» **Short problem**: Copy the items from the line containing "For the benchmark, mark every instance of the gray baseband" through the end of the items, requests included, and offset every x and y coordinate in the answer points by adding 121. Leave the sample points within the requests unchanged.

Point annotation items:

⁂

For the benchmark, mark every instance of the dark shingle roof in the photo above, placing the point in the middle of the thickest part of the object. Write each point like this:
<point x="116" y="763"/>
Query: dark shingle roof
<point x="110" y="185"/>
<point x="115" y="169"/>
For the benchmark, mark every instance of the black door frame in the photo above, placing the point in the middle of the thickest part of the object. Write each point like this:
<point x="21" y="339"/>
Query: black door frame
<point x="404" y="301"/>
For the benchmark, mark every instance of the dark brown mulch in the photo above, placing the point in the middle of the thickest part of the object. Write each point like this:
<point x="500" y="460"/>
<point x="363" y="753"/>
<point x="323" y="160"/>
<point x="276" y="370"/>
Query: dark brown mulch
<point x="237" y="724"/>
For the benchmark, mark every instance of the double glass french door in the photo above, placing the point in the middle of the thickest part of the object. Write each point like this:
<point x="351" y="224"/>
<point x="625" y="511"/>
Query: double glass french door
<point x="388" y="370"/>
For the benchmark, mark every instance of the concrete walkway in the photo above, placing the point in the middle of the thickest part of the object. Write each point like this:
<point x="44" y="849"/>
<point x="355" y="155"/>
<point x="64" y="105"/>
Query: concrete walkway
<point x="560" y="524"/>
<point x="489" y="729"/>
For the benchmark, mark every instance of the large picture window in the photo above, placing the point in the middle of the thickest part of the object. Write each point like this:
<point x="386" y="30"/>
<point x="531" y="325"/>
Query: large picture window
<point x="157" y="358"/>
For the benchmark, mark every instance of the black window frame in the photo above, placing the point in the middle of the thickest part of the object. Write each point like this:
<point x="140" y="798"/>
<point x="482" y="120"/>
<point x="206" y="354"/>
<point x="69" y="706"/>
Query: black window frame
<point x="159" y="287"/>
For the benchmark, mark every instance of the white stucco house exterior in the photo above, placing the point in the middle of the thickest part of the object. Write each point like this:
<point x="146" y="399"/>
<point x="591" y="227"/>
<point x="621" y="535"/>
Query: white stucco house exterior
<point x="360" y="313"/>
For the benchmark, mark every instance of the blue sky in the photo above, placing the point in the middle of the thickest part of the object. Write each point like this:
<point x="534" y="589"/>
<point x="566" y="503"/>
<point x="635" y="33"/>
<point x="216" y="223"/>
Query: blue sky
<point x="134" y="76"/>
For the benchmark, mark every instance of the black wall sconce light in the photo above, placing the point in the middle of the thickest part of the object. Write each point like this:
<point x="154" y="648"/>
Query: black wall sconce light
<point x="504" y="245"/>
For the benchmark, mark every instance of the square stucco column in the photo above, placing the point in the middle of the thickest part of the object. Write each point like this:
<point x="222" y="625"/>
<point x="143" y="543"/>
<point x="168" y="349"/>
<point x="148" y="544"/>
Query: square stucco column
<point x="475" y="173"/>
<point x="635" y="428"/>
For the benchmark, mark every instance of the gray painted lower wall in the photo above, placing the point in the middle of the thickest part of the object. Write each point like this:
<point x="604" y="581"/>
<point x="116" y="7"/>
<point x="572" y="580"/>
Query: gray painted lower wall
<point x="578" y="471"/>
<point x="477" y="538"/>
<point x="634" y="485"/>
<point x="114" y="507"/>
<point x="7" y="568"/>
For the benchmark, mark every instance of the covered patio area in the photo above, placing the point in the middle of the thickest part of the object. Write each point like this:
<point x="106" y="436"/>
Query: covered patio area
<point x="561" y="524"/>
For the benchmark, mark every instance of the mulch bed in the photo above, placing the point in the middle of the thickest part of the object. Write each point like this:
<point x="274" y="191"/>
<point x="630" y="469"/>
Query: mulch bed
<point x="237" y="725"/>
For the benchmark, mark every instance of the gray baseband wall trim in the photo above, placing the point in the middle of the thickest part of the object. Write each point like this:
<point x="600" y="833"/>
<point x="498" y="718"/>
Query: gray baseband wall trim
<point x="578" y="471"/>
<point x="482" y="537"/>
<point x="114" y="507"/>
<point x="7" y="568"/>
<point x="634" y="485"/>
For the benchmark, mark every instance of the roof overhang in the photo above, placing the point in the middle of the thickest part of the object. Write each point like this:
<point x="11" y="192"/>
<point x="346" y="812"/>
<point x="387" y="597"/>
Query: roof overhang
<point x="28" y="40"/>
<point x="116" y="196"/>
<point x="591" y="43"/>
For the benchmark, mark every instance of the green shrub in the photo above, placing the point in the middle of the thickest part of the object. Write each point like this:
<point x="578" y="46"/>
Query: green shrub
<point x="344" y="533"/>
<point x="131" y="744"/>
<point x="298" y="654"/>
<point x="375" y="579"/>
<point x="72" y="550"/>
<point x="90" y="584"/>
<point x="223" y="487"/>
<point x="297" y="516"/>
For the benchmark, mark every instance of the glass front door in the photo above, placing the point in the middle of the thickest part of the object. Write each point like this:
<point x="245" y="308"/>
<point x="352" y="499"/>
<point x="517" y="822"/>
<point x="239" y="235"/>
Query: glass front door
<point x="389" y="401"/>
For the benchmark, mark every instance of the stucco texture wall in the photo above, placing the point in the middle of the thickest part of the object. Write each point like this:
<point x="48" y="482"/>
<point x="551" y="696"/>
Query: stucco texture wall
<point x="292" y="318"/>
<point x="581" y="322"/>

⁂

» **Result**:
For the benchmark, mark every instance of the gray baseband wall trim in the photo above, placing the point in the middle of the thickest part of the object. Write each point like this:
<point x="600" y="833"/>
<point x="498" y="718"/>
Query: gray baseband wall trim
<point x="699" y="592"/>
<point x="603" y="658"/>
<point x="235" y="628"/>
<point x="128" y="689"/>
<point x="755" y="606"/>
For the benchmark, mark every instance of the roof overhang in the photo above, placing the point in the middle of the thickest part of the object. Write each point like this:
<point x="11" y="192"/>
<point x="346" y="812"/>
<point x="387" y="597"/>
Query: roof overhang
<point x="149" y="161"/>
<point x="237" y="317"/>
<point x="712" y="164"/>
For the benchmark, mark every instance of the green shrub in the photo above, placing the point in the middle of the thickest part of the object. Write each point like this:
<point x="578" y="46"/>
Query: green shrub
<point x="465" y="654"/>
<point x="252" y="865"/>
<point x="419" y="775"/>
<point x="496" y="700"/>
<point x="193" y="671"/>
<point x="211" y="705"/>
<point x="344" y="608"/>
<point x="418" y="637"/>
For the benchmark, mark every instance of the glass front door in the photo above, placing the point in the middle of the thickest part of the object. Write each point like this:
<point x="245" y="308"/>
<point x="352" y="499"/>
<point x="517" y="822"/>
<point x="239" y="235"/>
Query: glass front door
<point x="510" y="522"/>
For the benchmark, mark every instance of the stucco texture wall in the photo above, placing the point in the middle of the thickest part of the object. Write each point like this:
<point x="48" y="482"/>
<point x="551" y="696"/>
Query: stucco texture wall
<point x="413" y="439"/>
<point x="702" y="443"/>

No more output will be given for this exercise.